## Problems to work on
(a) Decide whether each statement below agrees with the scarf exchange post, answering yes or no and quoting the deciding words. (i) The idea for the party came from a blog. (ii) The party took place at a restaurant. (iii) Brittany stole a scarf from another girl.
(b) Use the scarf exchange post to answer each question on its own line.
(i) About how many girls came to the party?
(ii) When do Shay Shull and her friends hold their yearly scarf exchange?
(iii) Whose house was the writer housesitting?

## Text to read
§

September was a month comprised with ups and downs. I thought that there was no way to redeem a month of that much turmoil, but it turns out that even the hardest months can have some redemption. The last week of September came with the small amount of relief that I needed to still have faith in Septembers. And it was awesome.
The week began with the kick off to a much anticipated season. Autumn had finally arrived. To commemorate the day, my roommates and I had planned a Happy Fall Party! We totally stole the idea from one of my favorite blogs: shullfamily.blogspot.com
Shay Shull is a super sweet, really down to earth girl, who has a heartbeat for cooking, her family and the Lord (not quite in that order!) She is great and you should read her blog too. I have tried out several of her ideas, but this one was by far my favorite. Every year she and her friends do a post Labor Day scarf exchange (think white elephant gift exchange). I told my roommates about it and we just couldn't handle it; so we hosted a scarf exchange of our own! And it was way too much fun. We had it in our home and made lots of fun Fall desserts and snacks. We had almost 20 girls come and bring scarves and we laughed as we exchanged them. There were some super cute scarves and these women were ruthless about stealing. (Well most of them. My sweet friend, Brittany, didn't want to steal because she thought that the scarf looked so good on one of the other girls :) I love my friends!!! We had the best time :) The group was made up of different people from different parts of our lives so as their number came up, each girl had to share who they were and how they were connected to the group. It was so fun to bring together women from all different parts of our lives to hang out for one evening. A huge THANK YOU to Shay for this awesome idea :)
Here we are at the end of the party with our new scarves:
Then the week flew by and I could tell that a change in weather was coming. I was housesitting for my parents and loving the quietness and comfort of the house I grew up in - the only house I can remember from my childhood.

§

## Data provided

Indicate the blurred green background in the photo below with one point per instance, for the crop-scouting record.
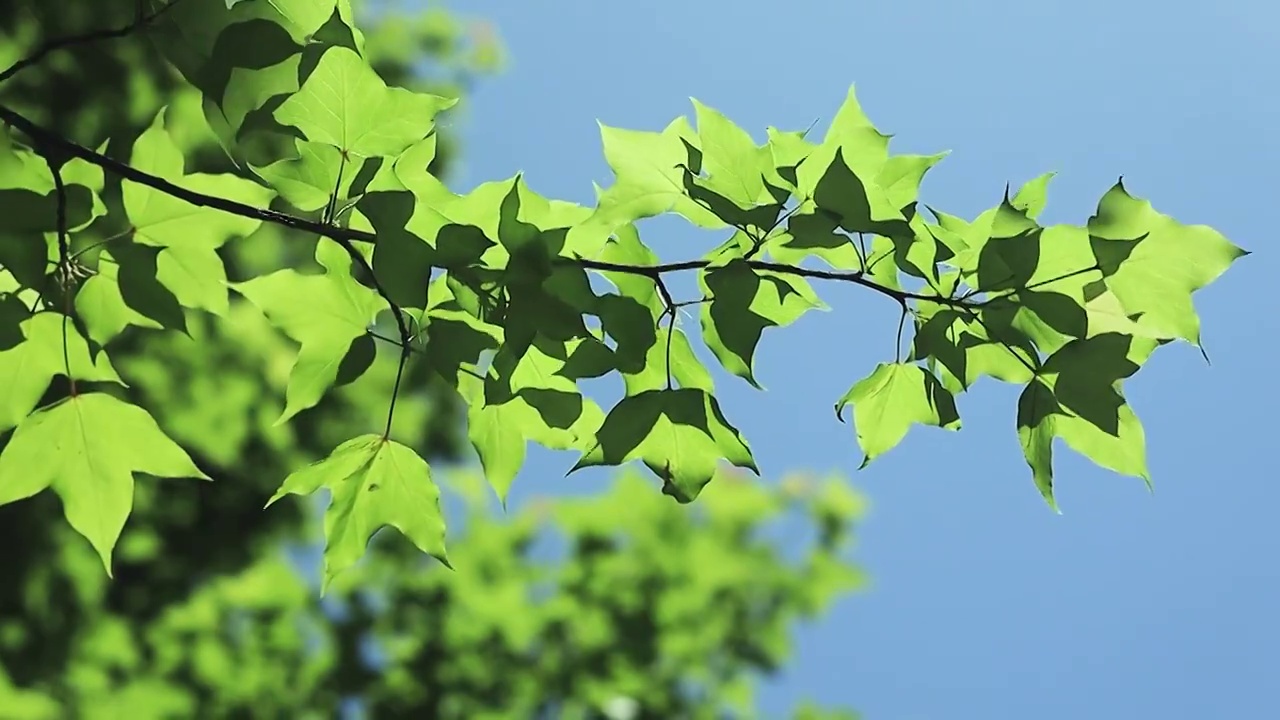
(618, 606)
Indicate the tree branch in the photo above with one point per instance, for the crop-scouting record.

§

## Expected results
(a)
(i) Yes: "We totally stole the idea from one of my favorite blogs"
(ii) No: "We had it in our home"
(iii) No: "didn't want to steal because she thought that the scarf looked so good on one of the other girls"

(b)
(i) Almost 20
(ii) After Labor Day
(iii) The writer's parents' house